# ACTIVITY
For this exercise, repeat the records below exactly as written.

# SUPPLIED MATERIAL

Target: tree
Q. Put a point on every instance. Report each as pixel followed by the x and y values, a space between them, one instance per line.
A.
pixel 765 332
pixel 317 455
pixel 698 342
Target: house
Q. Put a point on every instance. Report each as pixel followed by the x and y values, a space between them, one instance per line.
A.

# OUTPUT FOR THIS EXERCISE
Target: tree
Q. Put a point on every instance. Report each as pixel followed by the x and y values, a space between them, one instance per line.
A.
pixel 765 332
pixel 317 455
pixel 698 342
Target: house
Q. Put a point on every instance. Report each as pixel followed by the x and y values, a space between them, one instance per line.
A.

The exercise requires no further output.